Task instructions: Reproduce the material from the line with "query: light wash jeans" to the line with "[154,507,228,563]", swapping "jeans" for "trousers" and leaving everything else unchanged.

Extracted records:
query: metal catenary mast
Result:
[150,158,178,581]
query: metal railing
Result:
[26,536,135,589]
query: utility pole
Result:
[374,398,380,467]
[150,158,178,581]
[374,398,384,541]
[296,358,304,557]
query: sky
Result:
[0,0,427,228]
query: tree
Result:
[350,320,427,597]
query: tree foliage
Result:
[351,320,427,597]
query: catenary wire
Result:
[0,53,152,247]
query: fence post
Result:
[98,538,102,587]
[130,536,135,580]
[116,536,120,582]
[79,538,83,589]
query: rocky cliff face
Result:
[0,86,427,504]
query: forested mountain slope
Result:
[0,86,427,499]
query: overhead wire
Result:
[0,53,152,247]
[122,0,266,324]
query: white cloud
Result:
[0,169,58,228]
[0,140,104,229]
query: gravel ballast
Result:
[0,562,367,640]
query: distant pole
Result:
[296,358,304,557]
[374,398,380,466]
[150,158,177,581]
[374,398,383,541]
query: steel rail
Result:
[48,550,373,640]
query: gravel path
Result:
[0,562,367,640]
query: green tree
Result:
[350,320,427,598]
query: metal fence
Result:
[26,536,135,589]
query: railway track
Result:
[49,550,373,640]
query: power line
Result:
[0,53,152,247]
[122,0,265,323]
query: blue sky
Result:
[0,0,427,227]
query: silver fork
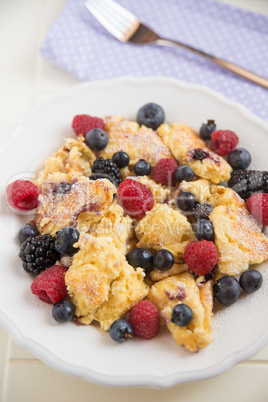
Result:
[85,0,268,88]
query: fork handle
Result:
[156,38,268,89]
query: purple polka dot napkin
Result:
[41,0,268,120]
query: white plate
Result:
[0,78,268,387]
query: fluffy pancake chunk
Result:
[35,177,116,236]
[36,136,96,186]
[157,124,232,184]
[148,272,213,352]
[135,204,196,262]
[65,235,148,331]
[101,116,172,166]
[209,205,268,275]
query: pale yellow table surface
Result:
[0,0,268,402]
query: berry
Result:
[117,179,154,219]
[52,299,75,322]
[55,226,80,255]
[211,130,239,156]
[213,275,241,307]
[154,248,175,271]
[228,148,251,169]
[128,300,160,339]
[109,319,133,343]
[153,158,178,186]
[193,202,214,219]
[176,191,195,211]
[31,265,67,304]
[6,180,39,211]
[194,219,214,241]
[112,151,129,169]
[134,159,152,176]
[86,128,109,151]
[126,248,154,274]
[90,157,122,187]
[199,120,216,140]
[137,103,165,130]
[239,269,262,293]
[18,223,39,244]
[175,165,194,182]
[246,193,268,225]
[72,114,105,137]
[183,240,219,275]
[19,234,60,274]
[171,303,193,327]
[228,170,268,200]
[192,148,209,161]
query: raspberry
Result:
[246,193,268,225]
[228,170,268,200]
[128,300,160,339]
[31,265,67,304]
[184,240,219,275]
[117,179,154,219]
[211,130,239,156]
[6,180,39,211]
[72,114,105,137]
[153,158,178,186]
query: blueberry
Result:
[194,219,214,241]
[193,202,214,220]
[55,226,79,255]
[171,303,193,327]
[134,159,152,176]
[52,299,75,322]
[213,275,241,306]
[137,103,165,130]
[199,120,216,140]
[228,148,251,169]
[175,165,194,182]
[239,269,262,293]
[154,248,175,271]
[176,191,195,211]
[86,128,109,151]
[18,223,39,244]
[109,319,133,343]
[112,151,129,169]
[126,248,154,274]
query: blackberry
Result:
[199,120,216,140]
[89,157,122,187]
[228,170,268,200]
[19,234,60,275]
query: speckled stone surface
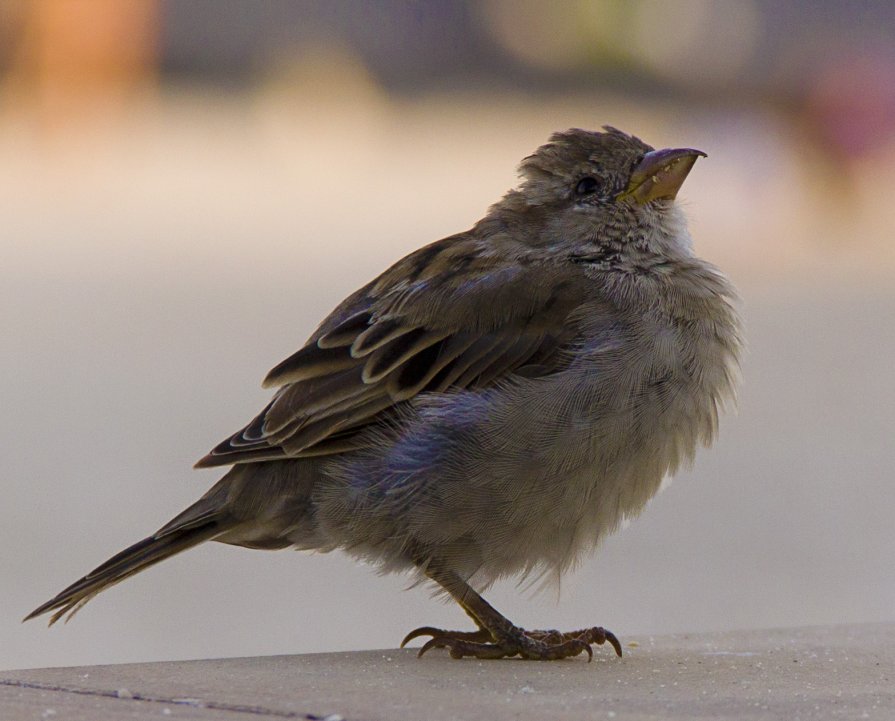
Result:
[0,624,895,721]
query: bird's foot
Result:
[401,626,622,661]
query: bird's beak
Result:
[616,148,706,205]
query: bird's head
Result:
[495,126,705,260]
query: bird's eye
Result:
[575,177,600,195]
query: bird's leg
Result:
[401,567,622,661]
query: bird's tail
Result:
[23,512,226,626]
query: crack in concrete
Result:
[0,679,342,721]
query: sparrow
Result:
[26,126,742,660]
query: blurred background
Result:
[0,0,895,668]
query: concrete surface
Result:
[0,624,895,721]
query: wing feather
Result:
[196,236,585,467]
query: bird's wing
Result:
[196,236,584,468]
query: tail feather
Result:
[23,518,222,626]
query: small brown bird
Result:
[28,127,741,659]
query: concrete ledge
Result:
[0,624,895,721]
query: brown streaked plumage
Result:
[28,128,741,659]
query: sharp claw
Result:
[399,626,441,648]
[603,631,622,658]
[416,637,438,658]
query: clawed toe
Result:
[401,626,622,661]
[401,626,494,658]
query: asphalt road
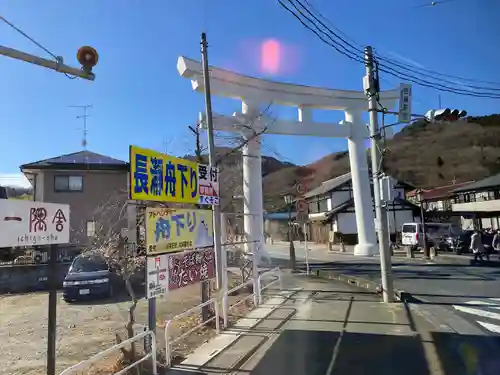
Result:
[266,245,500,335]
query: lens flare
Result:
[260,39,283,74]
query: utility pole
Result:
[189,126,210,322]
[365,46,394,302]
[69,104,92,150]
[201,33,227,291]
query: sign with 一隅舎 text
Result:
[168,247,215,290]
[130,146,219,205]
[146,254,168,299]
[0,199,69,247]
[146,208,214,255]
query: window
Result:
[403,224,417,233]
[87,221,95,237]
[318,198,328,212]
[54,176,83,192]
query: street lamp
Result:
[417,189,429,258]
[283,194,297,270]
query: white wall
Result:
[452,199,500,212]
[337,212,358,234]
[333,210,420,234]
[330,190,351,210]
[460,216,474,230]
[33,172,45,202]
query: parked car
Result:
[63,254,123,302]
[401,222,464,251]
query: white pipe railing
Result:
[60,331,158,375]
[165,298,220,368]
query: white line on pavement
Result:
[477,320,500,333]
[453,305,500,320]
[465,298,500,310]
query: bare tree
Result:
[82,191,146,362]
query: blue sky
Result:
[0,0,500,188]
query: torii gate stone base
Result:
[177,56,399,256]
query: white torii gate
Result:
[177,56,399,256]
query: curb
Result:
[174,289,300,371]
[315,269,426,303]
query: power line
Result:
[0,15,76,79]
[286,0,500,98]
[297,0,500,91]
[278,0,500,99]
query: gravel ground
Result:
[0,277,258,375]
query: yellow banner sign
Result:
[130,146,219,205]
[146,208,214,255]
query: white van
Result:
[401,223,462,247]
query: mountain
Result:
[263,114,500,210]
[182,147,296,212]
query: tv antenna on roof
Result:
[69,104,93,150]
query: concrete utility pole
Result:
[201,33,227,290]
[364,46,394,302]
[188,126,210,322]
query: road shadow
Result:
[66,285,146,306]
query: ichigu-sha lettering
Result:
[17,233,58,245]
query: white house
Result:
[305,173,420,244]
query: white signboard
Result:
[398,83,411,123]
[0,199,69,247]
[198,164,219,206]
[146,254,168,299]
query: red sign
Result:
[168,248,215,290]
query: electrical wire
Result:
[288,0,500,99]
[297,0,500,91]
[278,0,500,99]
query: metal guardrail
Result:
[60,331,158,375]
[165,298,220,368]
[222,279,258,328]
[257,267,283,305]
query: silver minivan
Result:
[401,222,463,247]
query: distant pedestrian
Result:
[491,230,500,251]
[470,230,484,262]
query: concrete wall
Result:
[0,263,71,294]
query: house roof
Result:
[304,172,351,198]
[264,212,296,220]
[453,173,500,193]
[20,150,129,170]
[407,181,474,200]
[325,198,419,220]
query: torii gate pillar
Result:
[241,101,264,263]
[345,109,378,256]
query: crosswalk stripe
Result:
[465,301,500,310]
[477,320,500,333]
[453,305,500,320]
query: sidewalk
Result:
[168,274,492,375]
[266,241,500,267]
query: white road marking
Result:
[453,298,500,334]
[465,301,500,310]
[477,320,500,333]
[453,305,500,320]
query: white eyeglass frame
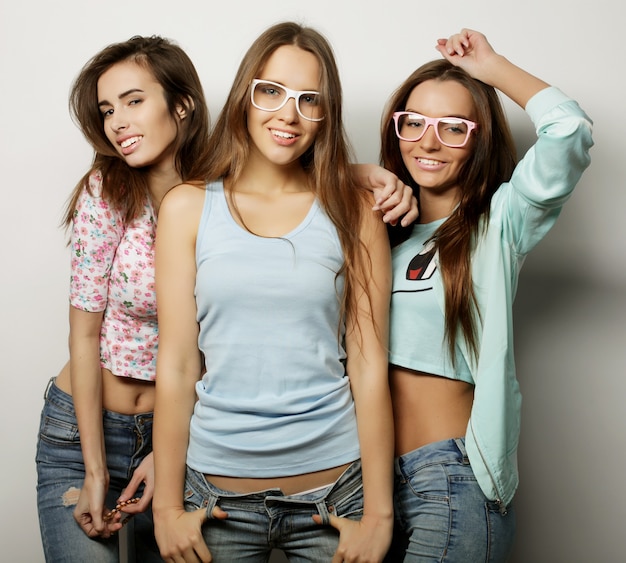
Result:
[250,78,325,121]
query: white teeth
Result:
[272,129,295,139]
[120,137,141,149]
[417,158,441,166]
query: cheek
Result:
[399,141,414,168]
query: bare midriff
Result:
[204,463,350,495]
[55,362,155,415]
[389,366,474,456]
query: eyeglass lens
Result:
[252,82,323,120]
[398,114,470,147]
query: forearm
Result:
[355,380,394,519]
[152,374,195,516]
[483,54,549,108]
[70,336,108,479]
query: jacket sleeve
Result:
[492,87,593,256]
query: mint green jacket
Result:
[434,87,593,511]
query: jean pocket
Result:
[327,486,363,520]
[398,463,450,504]
[39,415,80,446]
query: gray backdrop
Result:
[0,0,626,563]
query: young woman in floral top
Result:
[37,37,417,563]
[37,37,209,563]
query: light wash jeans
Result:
[36,379,163,563]
[180,461,363,563]
[386,438,515,563]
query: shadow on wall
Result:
[512,272,626,563]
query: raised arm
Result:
[436,29,549,108]
[324,195,393,562]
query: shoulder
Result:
[159,184,206,216]
[359,189,387,244]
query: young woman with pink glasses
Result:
[382,29,592,563]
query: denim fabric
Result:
[36,379,162,563]
[386,438,515,563]
[185,461,363,563]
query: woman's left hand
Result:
[117,452,154,514]
[313,514,393,563]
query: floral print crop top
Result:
[70,172,158,381]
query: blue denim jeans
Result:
[185,461,363,563]
[386,438,515,563]
[36,379,163,563]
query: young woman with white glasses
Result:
[153,23,393,563]
[382,30,593,563]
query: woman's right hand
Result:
[74,476,122,538]
[154,507,228,563]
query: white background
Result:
[0,0,626,563]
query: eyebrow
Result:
[98,88,144,107]
[404,108,473,121]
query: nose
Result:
[419,123,439,148]
[279,96,298,123]
[109,111,128,132]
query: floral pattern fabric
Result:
[70,173,158,381]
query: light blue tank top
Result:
[389,218,474,383]
[187,182,360,478]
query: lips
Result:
[120,136,141,149]
[117,135,143,156]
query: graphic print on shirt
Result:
[406,240,437,281]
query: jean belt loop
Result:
[43,377,56,401]
[454,438,469,463]
[315,499,333,526]
[206,494,219,520]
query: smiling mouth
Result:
[417,158,441,166]
[120,136,141,149]
[271,129,296,139]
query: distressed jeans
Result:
[36,379,162,563]
[185,461,363,563]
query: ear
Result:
[176,98,195,121]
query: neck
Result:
[230,154,310,195]
[419,189,459,223]
[148,166,182,209]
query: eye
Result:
[300,92,320,106]
[441,119,467,135]
[261,86,280,96]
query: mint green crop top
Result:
[389,218,474,384]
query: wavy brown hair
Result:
[381,59,517,365]
[64,36,209,226]
[195,22,371,334]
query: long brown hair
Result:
[381,59,517,364]
[64,36,209,225]
[197,22,370,334]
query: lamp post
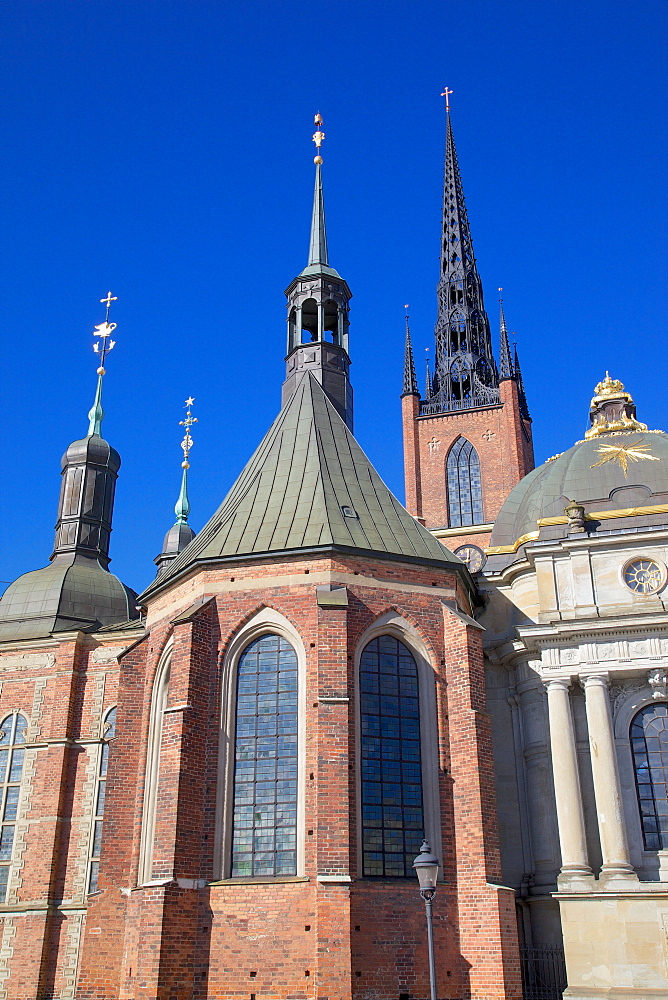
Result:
[413,840,438,1000]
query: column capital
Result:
[580,670,610,691]
[543,677,573,692]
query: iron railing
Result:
[520,946,567,1000]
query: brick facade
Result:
[402,379,534,549]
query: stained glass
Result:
[231,635,297,878]
[447,437,483,528]
[631,702,668,851]
[360,635,424,877]
[0,715,28,903]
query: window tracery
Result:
[359,635,424,877]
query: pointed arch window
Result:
[447,437,483,528]
[231,633,298,878]
[631,702,668,851]
[0,712,28,903]
[88,707,116,893]
[360,635,424,878]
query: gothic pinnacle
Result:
[401,305,420,396]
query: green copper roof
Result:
[146,373,461,594]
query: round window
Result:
[623,559,666,594]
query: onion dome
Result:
[0,293,137,640]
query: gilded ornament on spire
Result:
[88,292,118,437]
[585,372,647,438]
[313,112,325,163]
[179,396,197,469]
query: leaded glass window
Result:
[360,635,424,878]
[447,437,483,528]
[631,702,668,851]
[88,708,116,892]
[232,635,297,878]
[0,714,28,903]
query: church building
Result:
[0,103,668,1000]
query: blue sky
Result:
[0,0,668,589]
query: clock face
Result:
[624,559,665,594]
[455,545,487,573]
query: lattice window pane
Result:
[232,635,297,878]
[360,636,424,877]
[630,702,668,851]
[447,437,483,528]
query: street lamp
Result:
[413,840,438,1000]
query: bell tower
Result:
[283,114,353,431]
[402,99,534,572]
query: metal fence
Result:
[520,946,567,1000]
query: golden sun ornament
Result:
[589,438,661,477]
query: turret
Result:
[283,114,353,430]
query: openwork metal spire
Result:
[307,114,329,267]
[499,288,514,382]
[421,95,499,413]
[401,305,420,396]
[88,292,118,437]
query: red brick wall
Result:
[402,380,534,532]
[77,557,519,1000]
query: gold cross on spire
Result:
[93,292,118,375]
[313,112,325,163]
[441,87,454,112]
[179,396,197,469]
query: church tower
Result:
[402,100,534,571]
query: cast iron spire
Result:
[154,396,197,576]
[422,90,499,413]
[401,306,420,396]
[499,288,514,382]
[283,114,353,430]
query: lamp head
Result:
[413,840,438,890]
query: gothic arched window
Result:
[231,634,298,878]
[447,437,483,528]
[360,635,424,877]
[139,647,172,884]
[631,702,668,851]
[88,708,116,892]
[0,713,28,903]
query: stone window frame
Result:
[354,611,443,879]
[86,705,118,896]
[0,709,30,904]
[613,678,668,881]
[137,637,174,885]
[213,608,306,882]
[445,434,485,528]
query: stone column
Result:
[584,674,637,879]
[545,677,593,891]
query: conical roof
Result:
[144,373,462,596]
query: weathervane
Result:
[179,396,197,469]
[93,292,118,375]
[313,112,325,163]
[441,87,454,114]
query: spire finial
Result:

Result of this exercise:
query: light wash trousers
Result:
[36,379,163,563]
[180,461,363,563]
[386,438,515,563]
query: shadow on wall
Result:
[512,272,626,563]
query: raised arm
Result:
[436,29,549,108]
[324,195,393,562]
query: shoulder
Result:
[159,184,206,216]
[359,189,387,244]
query: young woman with pink glasses
Result:
[382,29,592,563]
query: denim fabric
Result:
[36,379,162,563]
[386,438,515,563]
[185,461,363,563]
query: woman's left hand
Result:
[117,452,154,514]
[313,514,393,563]
query: floral print crop top
Result:
[70,172,158,381]
query: blue denim trousers
Result:
[185,461,363,563]
[386,438,515,563]
[36,379,163,563]
query: young woman with white glasses
Result:
[153,23,393,563]
[382,30,593,563]
query: woman's right hand
Result:
[74,476,122,538]
[154,507,228,563]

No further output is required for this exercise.